THE DATA below:
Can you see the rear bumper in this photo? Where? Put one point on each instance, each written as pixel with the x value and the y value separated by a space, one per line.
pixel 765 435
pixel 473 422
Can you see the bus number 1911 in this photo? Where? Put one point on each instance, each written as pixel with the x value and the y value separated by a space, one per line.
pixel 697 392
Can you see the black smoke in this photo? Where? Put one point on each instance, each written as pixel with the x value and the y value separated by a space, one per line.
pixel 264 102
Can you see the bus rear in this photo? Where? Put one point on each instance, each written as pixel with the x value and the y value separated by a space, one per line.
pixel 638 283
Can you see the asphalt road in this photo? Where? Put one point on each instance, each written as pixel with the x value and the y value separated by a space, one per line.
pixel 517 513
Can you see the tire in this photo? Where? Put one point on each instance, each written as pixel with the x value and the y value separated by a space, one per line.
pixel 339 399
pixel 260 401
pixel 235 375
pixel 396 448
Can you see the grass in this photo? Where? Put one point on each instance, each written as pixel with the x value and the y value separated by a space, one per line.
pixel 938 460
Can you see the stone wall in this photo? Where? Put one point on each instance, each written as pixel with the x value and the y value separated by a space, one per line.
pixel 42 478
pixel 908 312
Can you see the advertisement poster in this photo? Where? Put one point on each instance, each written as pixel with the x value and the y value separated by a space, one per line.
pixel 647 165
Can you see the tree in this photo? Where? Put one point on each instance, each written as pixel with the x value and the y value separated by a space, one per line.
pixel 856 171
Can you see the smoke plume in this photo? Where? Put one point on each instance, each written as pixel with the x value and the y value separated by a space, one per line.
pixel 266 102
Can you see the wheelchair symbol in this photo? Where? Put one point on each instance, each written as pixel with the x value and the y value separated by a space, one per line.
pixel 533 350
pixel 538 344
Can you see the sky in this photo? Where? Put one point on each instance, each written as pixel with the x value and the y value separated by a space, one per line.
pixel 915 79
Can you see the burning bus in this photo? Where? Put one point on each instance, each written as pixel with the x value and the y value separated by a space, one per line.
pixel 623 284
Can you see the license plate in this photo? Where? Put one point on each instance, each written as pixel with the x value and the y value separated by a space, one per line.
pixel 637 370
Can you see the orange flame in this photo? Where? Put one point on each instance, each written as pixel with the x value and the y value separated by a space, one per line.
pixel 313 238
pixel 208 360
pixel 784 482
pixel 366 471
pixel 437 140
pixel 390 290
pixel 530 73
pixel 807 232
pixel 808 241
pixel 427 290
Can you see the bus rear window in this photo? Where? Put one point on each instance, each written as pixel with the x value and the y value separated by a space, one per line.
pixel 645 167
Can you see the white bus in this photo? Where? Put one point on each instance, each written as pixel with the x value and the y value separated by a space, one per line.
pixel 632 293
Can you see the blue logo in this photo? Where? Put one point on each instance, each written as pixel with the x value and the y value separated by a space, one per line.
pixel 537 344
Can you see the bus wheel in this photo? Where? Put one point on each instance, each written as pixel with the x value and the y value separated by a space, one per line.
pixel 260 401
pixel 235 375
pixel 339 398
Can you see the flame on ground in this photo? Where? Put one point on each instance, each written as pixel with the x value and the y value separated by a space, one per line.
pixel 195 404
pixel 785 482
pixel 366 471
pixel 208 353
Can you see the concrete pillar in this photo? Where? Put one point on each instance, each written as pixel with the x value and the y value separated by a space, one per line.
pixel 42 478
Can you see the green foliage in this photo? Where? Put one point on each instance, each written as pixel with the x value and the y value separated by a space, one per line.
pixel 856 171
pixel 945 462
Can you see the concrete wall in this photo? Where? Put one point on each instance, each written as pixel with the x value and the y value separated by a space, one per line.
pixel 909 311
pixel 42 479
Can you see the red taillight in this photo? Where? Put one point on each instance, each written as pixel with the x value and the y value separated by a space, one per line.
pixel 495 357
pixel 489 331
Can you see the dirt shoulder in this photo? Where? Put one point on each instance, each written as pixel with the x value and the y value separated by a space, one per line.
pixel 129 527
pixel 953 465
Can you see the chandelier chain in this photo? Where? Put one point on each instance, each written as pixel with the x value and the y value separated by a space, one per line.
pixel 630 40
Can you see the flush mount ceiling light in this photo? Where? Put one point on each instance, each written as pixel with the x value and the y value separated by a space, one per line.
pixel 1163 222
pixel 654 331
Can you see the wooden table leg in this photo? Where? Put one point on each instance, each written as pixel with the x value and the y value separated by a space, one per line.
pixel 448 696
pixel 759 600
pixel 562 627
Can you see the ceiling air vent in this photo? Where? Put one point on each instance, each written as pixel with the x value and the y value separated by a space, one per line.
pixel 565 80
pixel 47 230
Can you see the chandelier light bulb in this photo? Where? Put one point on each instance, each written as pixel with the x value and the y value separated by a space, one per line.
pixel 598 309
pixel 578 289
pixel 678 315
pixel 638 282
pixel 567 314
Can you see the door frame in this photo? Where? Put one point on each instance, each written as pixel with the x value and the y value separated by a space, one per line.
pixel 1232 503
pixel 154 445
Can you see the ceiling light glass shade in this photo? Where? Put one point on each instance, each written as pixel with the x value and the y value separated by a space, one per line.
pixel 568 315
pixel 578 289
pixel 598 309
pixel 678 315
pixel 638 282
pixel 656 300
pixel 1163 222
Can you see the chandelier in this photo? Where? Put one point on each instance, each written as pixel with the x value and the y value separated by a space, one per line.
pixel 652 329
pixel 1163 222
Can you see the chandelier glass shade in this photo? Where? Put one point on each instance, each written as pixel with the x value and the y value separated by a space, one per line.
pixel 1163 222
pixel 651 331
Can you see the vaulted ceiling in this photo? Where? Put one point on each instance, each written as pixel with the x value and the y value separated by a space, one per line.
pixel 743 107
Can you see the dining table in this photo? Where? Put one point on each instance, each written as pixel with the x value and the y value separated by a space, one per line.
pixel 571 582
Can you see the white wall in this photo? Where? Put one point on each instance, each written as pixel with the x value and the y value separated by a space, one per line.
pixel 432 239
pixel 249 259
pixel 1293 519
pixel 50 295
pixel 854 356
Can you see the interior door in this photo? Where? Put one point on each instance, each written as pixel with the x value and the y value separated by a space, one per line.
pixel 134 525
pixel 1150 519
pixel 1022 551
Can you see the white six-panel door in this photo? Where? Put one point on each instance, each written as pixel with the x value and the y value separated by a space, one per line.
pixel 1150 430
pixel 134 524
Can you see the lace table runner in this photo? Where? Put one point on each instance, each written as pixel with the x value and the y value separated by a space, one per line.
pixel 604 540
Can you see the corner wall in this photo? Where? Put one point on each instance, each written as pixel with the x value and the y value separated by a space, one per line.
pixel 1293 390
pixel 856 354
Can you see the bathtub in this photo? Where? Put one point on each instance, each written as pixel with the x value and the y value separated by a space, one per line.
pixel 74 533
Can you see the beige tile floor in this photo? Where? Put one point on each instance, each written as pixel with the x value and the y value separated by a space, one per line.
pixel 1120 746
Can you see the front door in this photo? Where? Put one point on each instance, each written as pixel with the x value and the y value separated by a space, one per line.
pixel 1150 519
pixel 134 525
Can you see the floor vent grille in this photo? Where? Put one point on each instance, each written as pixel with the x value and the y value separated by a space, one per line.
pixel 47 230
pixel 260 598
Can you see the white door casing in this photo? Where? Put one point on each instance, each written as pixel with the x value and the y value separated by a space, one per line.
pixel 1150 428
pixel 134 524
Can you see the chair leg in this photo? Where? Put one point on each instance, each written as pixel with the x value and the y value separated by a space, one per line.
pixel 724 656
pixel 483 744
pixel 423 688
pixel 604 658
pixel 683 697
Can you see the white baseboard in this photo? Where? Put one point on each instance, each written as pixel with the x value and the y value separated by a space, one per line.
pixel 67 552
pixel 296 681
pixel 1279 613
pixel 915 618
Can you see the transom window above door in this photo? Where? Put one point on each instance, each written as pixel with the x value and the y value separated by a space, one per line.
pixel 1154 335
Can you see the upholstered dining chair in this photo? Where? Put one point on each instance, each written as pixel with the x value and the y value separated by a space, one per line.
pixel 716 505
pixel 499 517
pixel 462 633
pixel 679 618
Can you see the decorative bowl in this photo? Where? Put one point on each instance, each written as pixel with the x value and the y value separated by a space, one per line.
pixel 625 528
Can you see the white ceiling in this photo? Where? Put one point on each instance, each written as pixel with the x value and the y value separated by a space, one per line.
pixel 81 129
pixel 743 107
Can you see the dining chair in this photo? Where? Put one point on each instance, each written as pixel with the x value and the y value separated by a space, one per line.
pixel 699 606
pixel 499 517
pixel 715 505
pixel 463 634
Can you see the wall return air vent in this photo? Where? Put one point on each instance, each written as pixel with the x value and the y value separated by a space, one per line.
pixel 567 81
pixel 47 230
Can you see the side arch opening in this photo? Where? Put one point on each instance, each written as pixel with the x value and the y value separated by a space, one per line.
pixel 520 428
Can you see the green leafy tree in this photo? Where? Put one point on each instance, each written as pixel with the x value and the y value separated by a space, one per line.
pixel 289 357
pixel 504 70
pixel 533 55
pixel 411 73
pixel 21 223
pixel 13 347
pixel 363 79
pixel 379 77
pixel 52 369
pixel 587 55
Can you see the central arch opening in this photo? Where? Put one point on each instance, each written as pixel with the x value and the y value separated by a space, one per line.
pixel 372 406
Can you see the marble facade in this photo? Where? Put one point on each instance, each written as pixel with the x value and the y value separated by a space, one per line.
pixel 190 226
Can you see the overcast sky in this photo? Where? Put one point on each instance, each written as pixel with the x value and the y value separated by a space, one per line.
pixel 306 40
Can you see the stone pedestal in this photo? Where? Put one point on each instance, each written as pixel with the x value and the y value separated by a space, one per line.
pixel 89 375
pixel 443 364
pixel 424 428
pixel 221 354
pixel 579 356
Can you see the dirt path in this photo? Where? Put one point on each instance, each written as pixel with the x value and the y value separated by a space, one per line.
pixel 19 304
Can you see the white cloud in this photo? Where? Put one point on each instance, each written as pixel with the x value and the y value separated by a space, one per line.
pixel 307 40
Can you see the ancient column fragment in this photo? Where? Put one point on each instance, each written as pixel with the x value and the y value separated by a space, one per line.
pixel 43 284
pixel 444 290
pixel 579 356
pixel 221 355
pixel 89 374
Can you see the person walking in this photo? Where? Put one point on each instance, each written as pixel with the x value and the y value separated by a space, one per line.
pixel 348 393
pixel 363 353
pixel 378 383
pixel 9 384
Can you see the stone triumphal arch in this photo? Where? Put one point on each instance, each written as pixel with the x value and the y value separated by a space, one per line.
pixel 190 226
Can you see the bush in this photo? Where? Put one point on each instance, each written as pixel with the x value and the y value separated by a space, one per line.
End of THE DATA.
▶ **EXERCISE INSTRUCTIONS**
After locating the line with "Can you see the marble", please repeat it and every line after it exactly, through the end of the data above.

▶ **RESPONSE TO THIS TASK**
Can you see the marble facade in this photo? Where? Put one point on each instance, each written as pixel with the x value and the y value separated by a space, one per line.
pixel 190 226
Can you see the overcast sky in this photo? Where? Put one point on each instance, each written as pixel with the x value and the y value separated by a space, one per line.
pixel 306 40
Can you see the stone pedestal in this photo? Where? Put one point on each instance, each written as pixel with the x value and the y value separated by a space, one per line.
pixel 89 375
pixel 443 364
pixel 424 428
pixel 221 354
pixel 579 356
Can you see the dirt path in this photo? Where? Put one point on each instance, each written as pixel with the x value and the y value separated by a space, one per line.
pixel 19 304
Can you see the white cloud in this photo? Where? Put one point on each instance, each written as pixel with the x value and the y value separated by a space, one per line.
pixel 307 40
Can you see the ancient column fragment in this photo? Where? Put one point on each instance, each written as pixel with the x value and the y value separated by a space, one per line.
pixel 43 284
pixel 444 290
pixel 579 356
pixel 221 355
pixel 89 374
Can you see the person walking in this photo? Where? Put one point on each instance, each written as pixel with the x value and the y value separated by a space, one per line.
pixel 348 393
pixel 363 353
pixel 378 383
pixel 9 384
Can you see the stone triumphal arch in this photo? Where? Put one point on each instance, each written as pixel with the x value and the y value separated by a space, one per line.
pixel 190 226
Can you see the bush in this photo? Where? Put one point on each instance, each written as pixel with the x value and the y value separated by a space, one per line.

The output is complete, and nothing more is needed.